● Page
# # # #
Page 1 of 1
Singularize/depluralize/inflection
Posted: Fri Jul 17, 2009 7:55 am
by alex.barylski
I have a database of keywords (about 9K) many of which are semi-redundant, such as:
Code: Select all
Consulting
Consultants
Consultation
Ideally I want to crunch these down to 'consult' the root word?
Does anyone know of an algorithm (preferably implemented in PHP) which would allow me to convert keywords into root words, so if someone enters 'computer consulting' it will match against 'computers', 'computing', 'consultation', 'consultants' and so forth???
Re: Singularize/depluralize/inflection
Posted: Fri Jul 17, 2009 8:01 am
by arjan.top
Re: Singularize/depluralize/inflection
Posted: Fri Jul 17, 2009 8:13 am
by alex.barylski
I just found that wiki article...not exactly what I was hoping for
http://en.wikipedia.org/wiki/Stemming
Re: Singularize/depluralize/inflection
Posted: Fri Jul 17, 2009 8:18 am
by Eran
You can use functions like similar_text(), levenshtein() and soundex() to produce the results you want. Have a look at this article on fuzzy search in PHP:
http://porteightyeight.com/2008/03/07/f ... hp-part-1/
Re: Singularize/depluralize/inflection
Posted: Fri Jul 17, 2009 9:13 am
by alex.barylski
pytrin: It turns out what I needed was indeed a stemming function. I'm not doing any of the search in PHP (all done in MySQL via one wicked query a co-worker implemented). I needed a way to find the stem of a word which it does now and works great.
# # # #
● Data section
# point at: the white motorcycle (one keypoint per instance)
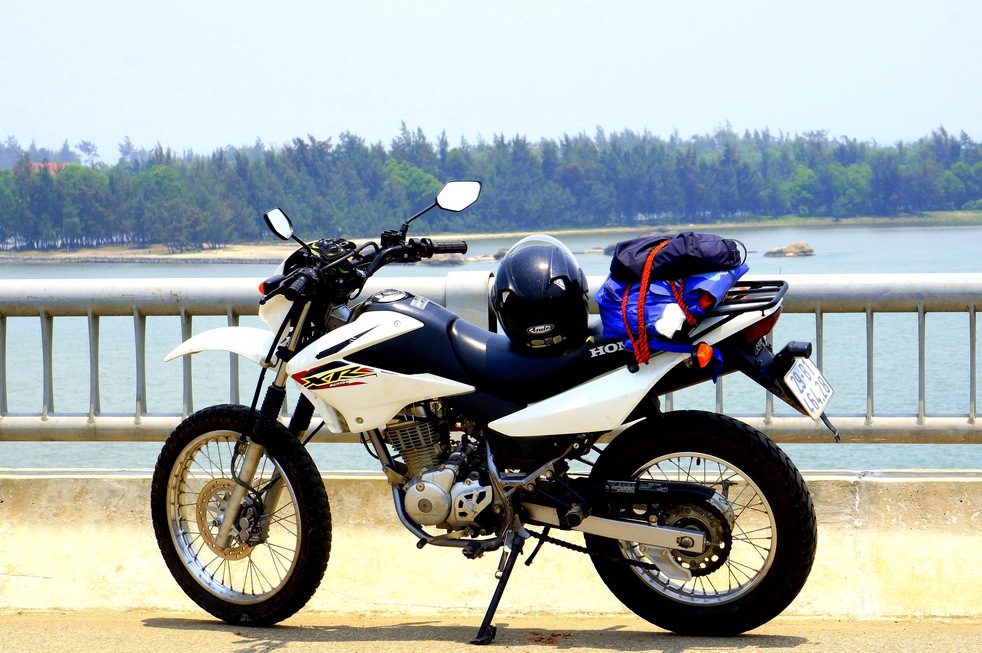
# # # #
● Requests
- 1) In the word-stemming thread, condense the paragraph beginning "Does anyone know of an algorithm" into a single shorter sentence that keeps its main facts.
- 2) Carry on the word-stemming thread from its last post.
This data has no connection to the word-stemming thread.

● Solved tasks
- 1) The poster asks for an algorithm, ideally in PHP, that reduces keywords to their root words so that a search for "computer consulting" would match words like "computers", "computing", "consultation" and "consultants".

- 2)
Cheers,
Alex
Re: Singularize/depluralize/inflection
Posted: Fri Jul 17, 2009 10:11 am
by Eran
what way did you use to find the stem in the end?
Re: Singularize/depluralize/inflection
Posted: Fri Jul 17, 2009 10:29 am
by alex.barylski
An implementation I found on the web...looking for link but of course cannot find it...if I remember correctly it was an article in the wiki entry for stemming.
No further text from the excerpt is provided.